═════ Extrait du document ═════

Quand le procès aura-t-il lieu et combien de temps durera-t-il?

Ratko Mladic, inculpé de crimes de guerre, crimes contre l'humanité et génocide pour le massacre de Srebrenica en juillet 1995 et les 43 mois de siège de Sarajevo (1992-1995), comparaîtra pour la première fois devant les juges vendredi matin, et fera savoir s'il plaide coupable ou non coupable des chefs d'accusation retenus contre lui. Après cette comparution initiale, «tout sera fait pour que le procès ne s'éternise pas», a déclaré le procureur du TPIY, Serge Brammertz.

Quant à la durée du procès, elle est «très difficile» à prévoir. «Le problème ne viendra pas de l'accusation, nous avons déjà actualisé notre dossier, mais la question sera de savoir de combien de temps la défense aura besoin pour préparer son dossier.» A titre de comparaison, le procès de Radovan Karadzic s'est ouvert en octobre 2009 et devait initialement durer jusqu'en décembre 2012, mais les magistrats chargés de juger l'ancien chef politique des Serbes de Bosnie craignent que le procès dure «quatre ans ou plus».

Mladic est-il apte à être jugé?

═════ Données brutes ═════

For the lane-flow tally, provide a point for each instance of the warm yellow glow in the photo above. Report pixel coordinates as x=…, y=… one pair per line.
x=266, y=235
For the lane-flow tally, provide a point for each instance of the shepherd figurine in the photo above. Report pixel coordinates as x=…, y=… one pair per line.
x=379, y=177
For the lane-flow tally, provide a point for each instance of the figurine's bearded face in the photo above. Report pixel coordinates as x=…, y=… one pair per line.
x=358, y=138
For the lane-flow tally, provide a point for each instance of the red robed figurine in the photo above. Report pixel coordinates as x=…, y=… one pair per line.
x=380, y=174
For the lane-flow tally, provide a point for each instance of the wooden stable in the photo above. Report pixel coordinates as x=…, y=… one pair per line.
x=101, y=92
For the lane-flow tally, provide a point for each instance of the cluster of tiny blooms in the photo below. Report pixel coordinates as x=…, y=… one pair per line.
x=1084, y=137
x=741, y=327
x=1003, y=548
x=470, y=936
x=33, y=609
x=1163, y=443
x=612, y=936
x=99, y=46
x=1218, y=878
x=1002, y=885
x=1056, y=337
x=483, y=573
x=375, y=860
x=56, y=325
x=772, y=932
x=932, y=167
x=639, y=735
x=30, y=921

═════
═════ Données brutes ═════

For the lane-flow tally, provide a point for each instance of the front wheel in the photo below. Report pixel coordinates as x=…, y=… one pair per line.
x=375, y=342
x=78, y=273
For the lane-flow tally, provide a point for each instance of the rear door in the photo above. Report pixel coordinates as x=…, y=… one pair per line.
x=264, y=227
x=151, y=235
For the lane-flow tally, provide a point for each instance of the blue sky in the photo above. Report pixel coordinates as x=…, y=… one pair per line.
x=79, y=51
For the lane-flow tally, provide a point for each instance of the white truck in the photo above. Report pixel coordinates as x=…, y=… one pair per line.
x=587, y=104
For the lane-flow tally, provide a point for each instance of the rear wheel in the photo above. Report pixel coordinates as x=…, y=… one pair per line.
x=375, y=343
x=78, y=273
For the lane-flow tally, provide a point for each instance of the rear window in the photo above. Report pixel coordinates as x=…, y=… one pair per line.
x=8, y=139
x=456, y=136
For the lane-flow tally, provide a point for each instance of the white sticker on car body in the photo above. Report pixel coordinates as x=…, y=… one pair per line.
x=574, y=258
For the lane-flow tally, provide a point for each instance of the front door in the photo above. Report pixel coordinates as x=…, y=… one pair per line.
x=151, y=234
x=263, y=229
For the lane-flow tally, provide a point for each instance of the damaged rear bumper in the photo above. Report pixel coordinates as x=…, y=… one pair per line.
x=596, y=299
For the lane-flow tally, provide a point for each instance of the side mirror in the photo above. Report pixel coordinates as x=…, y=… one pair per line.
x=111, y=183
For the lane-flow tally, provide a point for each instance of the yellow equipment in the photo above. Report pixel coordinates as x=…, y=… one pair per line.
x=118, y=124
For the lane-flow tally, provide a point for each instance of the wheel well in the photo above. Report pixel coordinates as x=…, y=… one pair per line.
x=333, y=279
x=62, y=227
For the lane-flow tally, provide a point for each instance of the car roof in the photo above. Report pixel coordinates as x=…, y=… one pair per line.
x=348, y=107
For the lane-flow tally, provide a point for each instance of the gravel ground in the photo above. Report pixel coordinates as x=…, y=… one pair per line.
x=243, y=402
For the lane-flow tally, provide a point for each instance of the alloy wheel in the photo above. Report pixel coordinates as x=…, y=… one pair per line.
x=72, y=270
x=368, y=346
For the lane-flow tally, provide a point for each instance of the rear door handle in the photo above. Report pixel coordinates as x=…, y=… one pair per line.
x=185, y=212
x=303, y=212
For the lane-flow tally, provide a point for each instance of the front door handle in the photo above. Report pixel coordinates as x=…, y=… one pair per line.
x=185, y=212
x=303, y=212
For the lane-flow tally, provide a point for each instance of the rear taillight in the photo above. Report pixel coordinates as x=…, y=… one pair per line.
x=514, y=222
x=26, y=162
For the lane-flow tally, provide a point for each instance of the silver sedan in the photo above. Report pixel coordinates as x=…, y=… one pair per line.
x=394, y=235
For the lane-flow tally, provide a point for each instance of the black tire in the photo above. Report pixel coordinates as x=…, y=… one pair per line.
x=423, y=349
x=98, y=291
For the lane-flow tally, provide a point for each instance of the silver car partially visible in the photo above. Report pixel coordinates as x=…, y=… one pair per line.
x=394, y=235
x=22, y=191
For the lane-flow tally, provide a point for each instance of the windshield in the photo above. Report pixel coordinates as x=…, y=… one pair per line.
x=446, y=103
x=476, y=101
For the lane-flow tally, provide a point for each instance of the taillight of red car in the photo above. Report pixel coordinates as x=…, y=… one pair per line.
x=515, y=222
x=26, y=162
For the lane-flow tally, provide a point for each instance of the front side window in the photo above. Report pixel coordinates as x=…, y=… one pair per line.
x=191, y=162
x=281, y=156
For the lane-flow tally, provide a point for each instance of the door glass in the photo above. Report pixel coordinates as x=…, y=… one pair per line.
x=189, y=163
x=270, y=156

═════

Comment rendre en anglais cette phrase de l'extrait sur le procès de Ratko Mladic : « Ratko Mladic, inculpé de crimes de guerre, crimes contre l'humanité et génocide pour le massacre de Srebrenica en juillet 1995 et les 43 mois de siège de Sarajevo (1992-1995), comparaîtra pour la première fois devant les juges vendredi matin, et fera savoir s'il plaide coupable ou non coupable des chefs d'accusation retenus contre lui. » ? Seul l'extrait sert de référence, sans tenir compte des lignes.

Ratko Mladic, indicted for war crimes, crimes against humanity and genocide for the Srebrenica massacre in July 1995 and the 43-month siege of Sarajevo (1992-1995), will appear before the judges for the first time on Friday morning and will state whether he pleads guilty or not guilty to the charges brought against him.